* THE PROBLEM: Summarize the notes on filesystems and disks below in exactly three sentences.

* DOCUMENT SEGMENT:
0000000000011000  103284   89064       0 r---- libmy.so
0000000000013000   73060   60208       0 r-x-- libmy.so
0000000000014000    1392    1392      16 r---- libmy.so
...
0000000000026000     256     256     256 rw--- [ anon ]

Filesystem

Block vs. Extent. Block-based filesystems store data in fixed-sized blocks. It can lead to a lot of blocks for large files, which adds overhead due to metadata per block. Extent-based filesystems tries to use a single block, called extent, defined by an offset + size, and if the file grows it extends the existing block instead of allocating new ones. This reduces overhead of having too many small blocks.

If it can’t, because of some existing block, it then starts a new extent in a new location. It is still possible to have fragmentation this way, so some filesytems pre-allocate space to allow for growth.

Copy-on-Write. In filesystems implementing this, block data is immutable. If modifications need to be made, a new block with the modification is created elsewhere and pointers updated.

This model is more fault tolerance since if a crash happens during the write, the old data is intact. It can lead to performance overhead if the block is big.

Volumes and Pools Storage. I had trouble understanding the difference between these two. A mental model that makes sense to me is that: a volume is synonymous with virtual disk or block device. There’s a 1:1 relationship between a filesystem and a volume.

A volume can be backed by exactly one physical disk or a portion of a physical disk. It can also be backed by multiple disks. In this latter case, the layer that abstracts this away from the volume - so that it “seems” a single disk - is the pool storage.

The way the book presents these concepts suggests these are mutually exclusive, which is confusing.

Benchmarking. When benchmarking disk performance we need to account for in-memory cache. If the reads are small, the data might be served entirely from cache and bypass the disk entirely. A way to clear page caches is via:

echo 1 > /proc/sys/vm/drop_caches

Disk

Most of the new things I learned were about SSDs (Solid State Drives).

Flash. is organized into pages (4-16KB) and grouped into blocks (1-16MB). Reads and writes are done based at the page granularity. Writes do not happen in-place. Instead they first read the page data, modify and then write in a different location, no matter how small the write is. Also, writes can only happen in erased pages and pages can only be erased in batch (blocks). So generally writes are slower than reads (up to 2-3x), as opposed to HDDs in which read and write performance are more similar.

Lifespan. SSDs are known for having limited amount of writes it supports. A low-end SSDs might support 1k writes on a given block. High-end SSDs can support up to 100k.

To reduce this problem, SSD controllers try to spread the load so that it doesn’t keep writing on the same block over. The SSD might also be overprovisioned: internally it has more capacity than stated, so that the controller can afford having a few blocks go bad.

Storage Interfaces. These are standards defining how a storage device communicates with the host, not only the protocols but the hardware interfaces. For HDDs, SATA and SAS are often used. SATA stands for Serial ATA (Advanced Technology Attachment) and SAS stands for Serial Attached SCSI (Small Computer System Interface). SAS is more performant and robust, and is used by Enterprise systems. SATA is more common in consumer devices.

* RAW DATA:
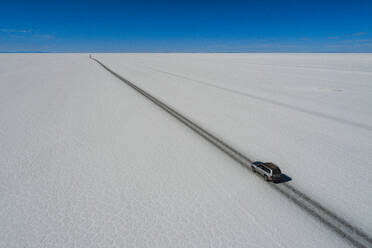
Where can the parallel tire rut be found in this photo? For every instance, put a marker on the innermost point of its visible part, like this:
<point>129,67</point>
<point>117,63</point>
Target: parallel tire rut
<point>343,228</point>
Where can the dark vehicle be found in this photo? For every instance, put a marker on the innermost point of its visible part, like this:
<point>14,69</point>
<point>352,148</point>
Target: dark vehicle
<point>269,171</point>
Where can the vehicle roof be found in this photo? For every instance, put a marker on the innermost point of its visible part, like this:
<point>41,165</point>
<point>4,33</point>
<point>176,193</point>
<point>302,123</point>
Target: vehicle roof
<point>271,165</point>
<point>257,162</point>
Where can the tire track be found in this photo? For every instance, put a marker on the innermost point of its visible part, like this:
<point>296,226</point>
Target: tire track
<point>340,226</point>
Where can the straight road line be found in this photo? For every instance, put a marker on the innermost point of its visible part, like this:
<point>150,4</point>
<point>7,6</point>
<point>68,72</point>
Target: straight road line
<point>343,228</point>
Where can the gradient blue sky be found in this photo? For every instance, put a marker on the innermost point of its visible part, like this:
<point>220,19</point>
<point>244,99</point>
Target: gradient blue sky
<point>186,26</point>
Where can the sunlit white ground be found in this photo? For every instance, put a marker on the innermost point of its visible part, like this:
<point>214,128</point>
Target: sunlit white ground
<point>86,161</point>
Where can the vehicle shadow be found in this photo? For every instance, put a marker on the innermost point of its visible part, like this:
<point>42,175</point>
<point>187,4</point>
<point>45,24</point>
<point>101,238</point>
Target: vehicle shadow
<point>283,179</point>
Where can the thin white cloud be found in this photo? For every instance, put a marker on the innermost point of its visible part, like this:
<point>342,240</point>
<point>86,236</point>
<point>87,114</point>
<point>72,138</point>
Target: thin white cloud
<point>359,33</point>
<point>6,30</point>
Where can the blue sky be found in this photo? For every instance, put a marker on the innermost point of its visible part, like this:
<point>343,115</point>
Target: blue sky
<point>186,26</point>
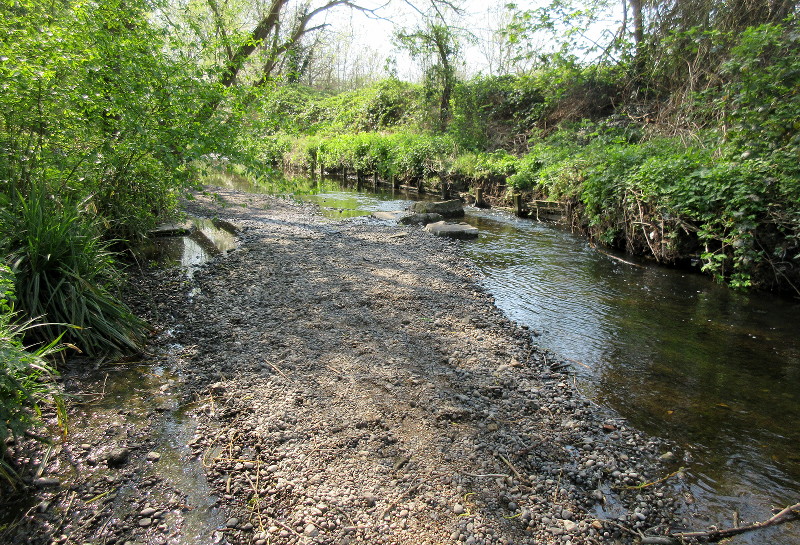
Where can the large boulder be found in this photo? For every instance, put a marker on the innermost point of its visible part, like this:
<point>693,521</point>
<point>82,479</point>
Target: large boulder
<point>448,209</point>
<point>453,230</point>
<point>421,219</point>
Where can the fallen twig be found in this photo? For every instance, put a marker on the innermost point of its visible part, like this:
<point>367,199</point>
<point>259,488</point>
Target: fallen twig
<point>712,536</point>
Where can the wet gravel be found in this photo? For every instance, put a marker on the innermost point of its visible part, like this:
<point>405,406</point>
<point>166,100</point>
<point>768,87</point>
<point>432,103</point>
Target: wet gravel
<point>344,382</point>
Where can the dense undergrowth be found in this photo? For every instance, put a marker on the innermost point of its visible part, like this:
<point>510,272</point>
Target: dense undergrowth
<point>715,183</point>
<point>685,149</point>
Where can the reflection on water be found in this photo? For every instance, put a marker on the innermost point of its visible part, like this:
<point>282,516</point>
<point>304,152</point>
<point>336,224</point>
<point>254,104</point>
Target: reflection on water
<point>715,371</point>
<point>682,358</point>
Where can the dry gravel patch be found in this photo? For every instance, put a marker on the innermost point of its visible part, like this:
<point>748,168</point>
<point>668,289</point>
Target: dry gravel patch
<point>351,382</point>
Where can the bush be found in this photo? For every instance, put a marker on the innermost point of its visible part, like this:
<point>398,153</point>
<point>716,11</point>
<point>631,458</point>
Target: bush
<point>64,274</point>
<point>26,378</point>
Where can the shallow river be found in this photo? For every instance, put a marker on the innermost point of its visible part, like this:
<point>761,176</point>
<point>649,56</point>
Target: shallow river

---

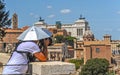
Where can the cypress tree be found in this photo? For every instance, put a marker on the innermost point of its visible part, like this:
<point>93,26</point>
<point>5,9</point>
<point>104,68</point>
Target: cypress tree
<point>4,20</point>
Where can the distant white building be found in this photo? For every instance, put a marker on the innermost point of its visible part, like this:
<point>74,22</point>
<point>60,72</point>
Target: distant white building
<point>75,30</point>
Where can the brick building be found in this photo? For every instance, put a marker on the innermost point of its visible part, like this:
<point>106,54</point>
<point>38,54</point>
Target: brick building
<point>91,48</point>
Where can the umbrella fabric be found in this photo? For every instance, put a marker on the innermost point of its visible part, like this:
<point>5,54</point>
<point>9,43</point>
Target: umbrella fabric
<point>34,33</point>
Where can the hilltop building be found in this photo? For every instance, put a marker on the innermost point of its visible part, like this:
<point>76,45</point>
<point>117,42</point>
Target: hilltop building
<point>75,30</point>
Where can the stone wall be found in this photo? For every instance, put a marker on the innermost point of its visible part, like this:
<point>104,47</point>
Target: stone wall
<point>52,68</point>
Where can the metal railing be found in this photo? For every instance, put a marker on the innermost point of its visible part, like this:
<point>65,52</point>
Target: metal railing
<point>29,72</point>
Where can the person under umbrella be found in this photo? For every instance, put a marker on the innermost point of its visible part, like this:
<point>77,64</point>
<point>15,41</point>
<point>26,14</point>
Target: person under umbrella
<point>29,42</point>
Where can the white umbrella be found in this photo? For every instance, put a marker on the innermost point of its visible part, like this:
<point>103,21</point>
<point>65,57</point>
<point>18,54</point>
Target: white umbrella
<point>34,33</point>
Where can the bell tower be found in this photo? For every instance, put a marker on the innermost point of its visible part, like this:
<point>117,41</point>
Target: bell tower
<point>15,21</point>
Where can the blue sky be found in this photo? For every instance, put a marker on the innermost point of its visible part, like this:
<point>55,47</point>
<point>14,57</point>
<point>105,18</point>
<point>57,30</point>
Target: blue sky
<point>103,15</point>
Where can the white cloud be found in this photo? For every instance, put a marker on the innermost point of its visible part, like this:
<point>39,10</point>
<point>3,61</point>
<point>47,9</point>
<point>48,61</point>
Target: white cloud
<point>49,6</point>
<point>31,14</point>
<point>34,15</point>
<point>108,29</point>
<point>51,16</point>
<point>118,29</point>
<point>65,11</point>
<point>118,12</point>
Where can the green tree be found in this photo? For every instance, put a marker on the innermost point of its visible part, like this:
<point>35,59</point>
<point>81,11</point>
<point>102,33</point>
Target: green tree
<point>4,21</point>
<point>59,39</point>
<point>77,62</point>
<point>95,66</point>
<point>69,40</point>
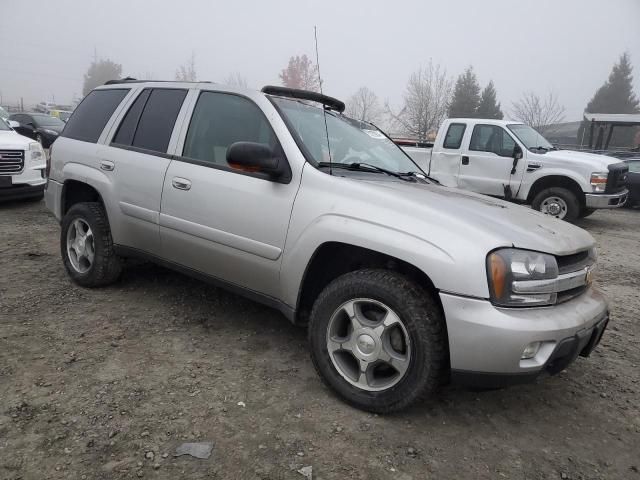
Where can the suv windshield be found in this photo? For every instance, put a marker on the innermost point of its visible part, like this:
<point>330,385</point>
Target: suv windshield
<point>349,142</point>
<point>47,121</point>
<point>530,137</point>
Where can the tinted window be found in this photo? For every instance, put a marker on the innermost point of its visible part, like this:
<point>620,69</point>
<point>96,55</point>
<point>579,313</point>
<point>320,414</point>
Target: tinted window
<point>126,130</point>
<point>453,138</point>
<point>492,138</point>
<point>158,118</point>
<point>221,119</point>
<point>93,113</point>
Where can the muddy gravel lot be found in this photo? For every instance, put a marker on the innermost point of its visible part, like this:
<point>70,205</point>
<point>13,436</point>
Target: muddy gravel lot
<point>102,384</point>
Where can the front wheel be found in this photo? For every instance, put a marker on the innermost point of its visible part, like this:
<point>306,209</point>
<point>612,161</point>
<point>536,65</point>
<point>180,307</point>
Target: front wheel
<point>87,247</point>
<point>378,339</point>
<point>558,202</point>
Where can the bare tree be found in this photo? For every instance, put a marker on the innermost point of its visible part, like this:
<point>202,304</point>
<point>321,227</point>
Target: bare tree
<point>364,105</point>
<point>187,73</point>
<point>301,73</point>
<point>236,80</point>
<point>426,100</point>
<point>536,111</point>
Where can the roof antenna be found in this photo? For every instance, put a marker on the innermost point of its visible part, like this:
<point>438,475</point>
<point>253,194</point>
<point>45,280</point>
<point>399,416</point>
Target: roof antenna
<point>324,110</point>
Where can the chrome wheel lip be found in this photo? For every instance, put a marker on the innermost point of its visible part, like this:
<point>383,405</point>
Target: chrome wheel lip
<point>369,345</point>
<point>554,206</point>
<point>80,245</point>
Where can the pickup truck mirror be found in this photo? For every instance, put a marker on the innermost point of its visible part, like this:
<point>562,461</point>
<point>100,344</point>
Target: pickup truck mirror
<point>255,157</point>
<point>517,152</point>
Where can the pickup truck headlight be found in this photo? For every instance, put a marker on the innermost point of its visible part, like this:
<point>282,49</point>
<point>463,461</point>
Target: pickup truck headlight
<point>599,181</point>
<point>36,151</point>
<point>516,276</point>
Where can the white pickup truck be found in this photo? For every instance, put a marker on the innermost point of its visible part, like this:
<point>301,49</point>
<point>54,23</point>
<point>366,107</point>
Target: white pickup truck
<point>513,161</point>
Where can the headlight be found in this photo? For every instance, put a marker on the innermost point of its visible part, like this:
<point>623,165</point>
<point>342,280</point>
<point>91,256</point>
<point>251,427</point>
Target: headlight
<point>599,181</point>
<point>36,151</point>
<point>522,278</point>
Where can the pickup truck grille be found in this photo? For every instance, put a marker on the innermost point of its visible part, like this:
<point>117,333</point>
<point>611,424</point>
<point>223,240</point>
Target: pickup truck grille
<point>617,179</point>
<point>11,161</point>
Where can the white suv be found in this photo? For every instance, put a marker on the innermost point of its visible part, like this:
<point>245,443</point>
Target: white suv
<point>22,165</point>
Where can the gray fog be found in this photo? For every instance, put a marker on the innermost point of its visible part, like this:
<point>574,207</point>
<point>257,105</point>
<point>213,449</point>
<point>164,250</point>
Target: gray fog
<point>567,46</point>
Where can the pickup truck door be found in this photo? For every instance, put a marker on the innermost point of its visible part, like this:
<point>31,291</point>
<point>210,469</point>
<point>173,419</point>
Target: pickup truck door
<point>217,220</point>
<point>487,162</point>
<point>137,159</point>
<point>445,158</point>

* EXERCISE SOLUTION: Filesystems can store data in fixed-size blocks or in extents that grow in place, and copy-on-write filesystems keep block data immutable, which leaves the old data intact if a crash happens during a write but can add overhead when blocks are big. A volume works like a virtual disk with a 1:1 relationship to a filesystem, and when a volume is backed by multiple disks, the pool storage makes them seem like a single disk. SSD writes are generally slower than reads because flash writes go to a different location and pages can only be erased in blocks, each block tolerates a limited number of writes that controllers address by spreading the load and overprovisioning, and interfaces such as SATA and SAS define how storage devices communicate with the host.